▶ [EXERCISE PROMPT]: Carry on the text about classifiers for facial features from the point where it stops.

— Start of DOCUMENT SEGMENT —

Further classifiers & results

The previous sections detailed some of the feature selection techniques to ground facial classes-to-visual features bindings. The filter as well as the wrapper approaches localizes features corresponding to some of the classes. The following subsections describe various classification methods to distinguish these facial feature classes. More emphasis is laid on the classes that rank higher in contributing to the training dataset. Facial classes such as sex, expressions form the major bulk of the dataset while property related classes contribute less.

In a generic binary classifier, an input facial image generates a scalar output whose polarity determines class membership. The magnitude of the scalar output can usually be interpreted as a measure of belief or certainty in the decision made. Nearly all binary classifiers may be viewed in these terms: for density based classifiers, the output is the log likelihood ratio, while for kernel based methods, the output is related to the distance from the separating boundary. To extend these techniques for multi class techniques, classification decisions are made using one-vs-all classifiers or all-pairs classifiers.

Support Vector Machines

The basic training principle behind SVMs is finding the optimal linear hyper plane such that good generalization performance is achieved. According to the structural risk minimization principle, a function that effectively classifies the training data and belongs to the set of functions with the lowest VC dimension will generalize best regardless of the dimensionality of the space. Linear classifiers have a VC dimension of d+1 where d is the dimensionality of the space. This is the lowest among the family of classifiers. For linearly non-separable data, SVMs map the input to a higher dimensional where a linear hyper plane can be obtained. The SVM paradigm requires preliminaries listed below

· The function space should have countable basis. Dot product has to be defined in the space. The space can be infinite dimensional. (RKHS)

· There exists a unique, symmetric, positive definite kernel for a RKHS called the reproducing kernel that maps a cross product of d dimensional spaces or their subsets to the real number space. The kernel possesses reproducing property

· A symmetric positive definite kernel can be expressed as a dot product of implicit non linear projections (Mercer theorem)

· A function can be described as a linear combination of eigen functions in the function space

· The solution to the Tikhonov Regularization problem of minimizing a loss function with a regularization on the norm of the function can be expressed as

o f(x) = S_i a_iK(x,x_i) (Representer Theorem)

— End of DOCUMENT SEGMENT —
— Start of INFORMATION SUPPLIED —

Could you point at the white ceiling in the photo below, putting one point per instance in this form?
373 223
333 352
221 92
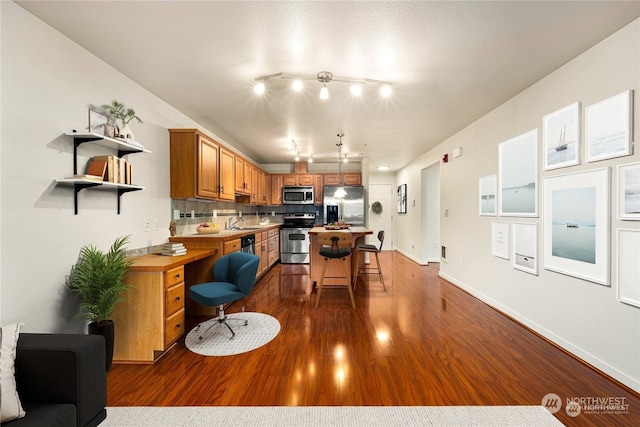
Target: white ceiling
450 63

— End of INFORMATION SUPPLIED —

▶ [WRITTEN RESPONSE]:
· A special case of Tikhonov Regularization problem having Hinge loss as the loss function with the norm defined on RKHS results in the problem of Support Vector Machines

Several kernels like linear, polynomial and gaussian radial basis functions have been shown to satisfy both the reproducing property and Mercer theorem.

Embedded HMMs

A one-dimensional HMM may be generalized to give it the appearance of a two-dimensional structure, by allowing each state in the one dimensional HMM to be an HMM. In this way, the HMM consists of a set of states called super-states along with a set of embedded states. Transitions between embedded states in different super states are not allowed. The elements of the HMM topology and related parameters are listed below

The number of super states and the set of super states
The initial state distribution of the super states
The super state transition probability matrix
The initial state distribution of the embedded states
The embedded states transition matrix
The embedded states emission distribution parameters

Besides these, we also used gaussian mixture models, one dimensional hmms and neural networks for classification purposes.

Experiments

The following subsections describe our study on each of the classification problems.

Gender Classification

In our study for gender classification, the original images were down sampled to 32x32 images. Image regions that discriminated gender from other classes were taken into account and image vectors were formed. Class priors were estimated from the training dataset. Given the fair distribution in the priors, principal component analysis was performed on the set of vectors. The first hundred components with the highest eigen values were considered. A total of 1997 images were used in our experiments. For each classification technique, we used 5-fold cross validation over the training set, i.e, 1/5^th of the training set was used as a validation set and the process was repeated with non-overlapping rotations.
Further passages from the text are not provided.